> Required action 1
In the passage on the brazen serpent, what must the people do to be healed?
> Required action 2
Reproduce the stretch of the passage on the brazen serpent from "And so, the" through "from their hearts.", word for word.

> Extract provided
.....

The sun beats down and the head swims. Lips are parched. Eyes see spots. Legs list and stagger, barely able to hold up the body’s weight. Everything seems both too bright and too dark at the same time. The heart cries out with a silent scream, “I hate you, I hate you, God of my fathers!” Eventually the lips cry out, too. The stomach gnaws. The leader ahead, that Moses – he is to blame. Moses and that cruel spirit he follows. The misery is unending.
Then the earth seems to move. A thousand snakes emerge from shadows, and they strike. The screams build: banshee cries of pain and bitterness.
“Lift a brazen serpent on a staff,” the cruel spirit tells Moses. “The people must look upon it to be healed.”
And so, the bitter wanderers kneel, angry but desperate. They jut their chins in defiance, but their eyes look up. Their shoulders sag, and they weep.
They don’t know it, but their God weeps, too. Each one of them bears His face – the very image of His beloved Son – but the faces are distorted. They are so degraded, sour and savage that their God-likeness is hard to see. That is why extreme and painful measures have been required to draw the soul-poison from their hearts.
The wandering people have been granted this dramatic intervention because they are Chosen. Their pain is acute, but it is necessary: from them, in the fullness of time, will come the flesh, the culture, the memories, and the stories of the Incarnate God. Their songs and Law and DNA will together be the Ark of the New Covenant and thereby save the world – save the cosmos.
And so they are broken and remade, axed and regrafted, healed of fatal supernatural trauma by the most forceful and desperate methods. It is the only way. And for them, the first step is acceptance. The first step is looking full-on at the twisted reality of their own brokenness and sin, along with its cosmic implications.

.....

> Data under study
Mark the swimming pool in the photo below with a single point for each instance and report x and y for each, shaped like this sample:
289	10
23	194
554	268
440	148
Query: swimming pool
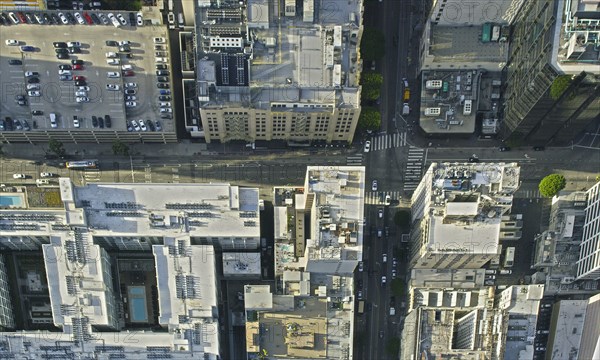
137	304
11	201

.....

> Task solution 1
They must look upon the brazen serpent lifted on a staff.

> Task solution 2
And so, the bitter wanderers kneel, angry but desperate. They jut their chins in defiance, but their eyes look up. Their shoulders sag, and they weep.
They don’t know it, but their God weeps, too. Each one of them bears His face – the very image of His beloved Son – but the faces are distorted. They are so degraded, sour and savage that their God-likeness is hard to see. That is why extreme and painful measures have been required to draw the soul-poison from their hearts.